— START SOURCE DATA —

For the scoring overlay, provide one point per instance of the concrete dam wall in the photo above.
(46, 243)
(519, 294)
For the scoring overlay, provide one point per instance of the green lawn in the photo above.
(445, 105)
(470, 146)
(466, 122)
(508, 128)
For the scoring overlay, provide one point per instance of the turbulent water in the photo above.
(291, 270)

— END SOURCE DATA —

> [EXERCISE DIRECTIONS]:
Rewrite the records with "scoring overlay" replaced by "review layer" wherever it appears, leaving everything else unchanged.

> [EXERCISE ANSWER]:
For the review layer, provide one point per instance of the concrete dam wall in the photo above.
(46, 243)
(519, 294)
For the review layer, provide one point per instance of the green lawn in the photo above.
(445, 105)
(470, 146)
(466, 122)
(508, 128)
For the review layer, provide one point per instance of the turbulent water in the photo above.
(291, 270)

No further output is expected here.